→ Records for processing
════════
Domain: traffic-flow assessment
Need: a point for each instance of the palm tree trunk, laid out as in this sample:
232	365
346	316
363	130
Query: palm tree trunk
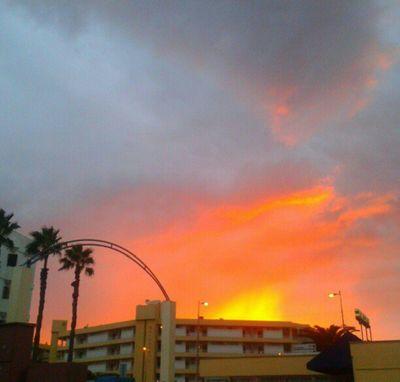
75	296
43	285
════════
→ Work item
Pictures should be left out when the records above are restated exactly.

→ Response to the exercise
Domain: traffic-flow assessment
Need: a point for each instance of the palm tree trunk, laid out as in this sample:
232	365
346	316
363	130
Query: palm tree trunk
75	296
43	285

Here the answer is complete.